### Task objective
Please reproduce each line of the data below exactly as shown.

----- Listed entries

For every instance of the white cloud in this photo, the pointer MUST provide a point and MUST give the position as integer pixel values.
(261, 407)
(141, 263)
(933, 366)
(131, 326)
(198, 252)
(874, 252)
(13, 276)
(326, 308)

----------

### Answer space
For every instance of the white cloud in this photo, the pointer MUST provide a point and MUST give the position as integer pixel values.
(261, 407)
(141, 263)
(933, 366)
(131, 326)
(198, 252)
(874, 252)
(13, 276)
(326, 308)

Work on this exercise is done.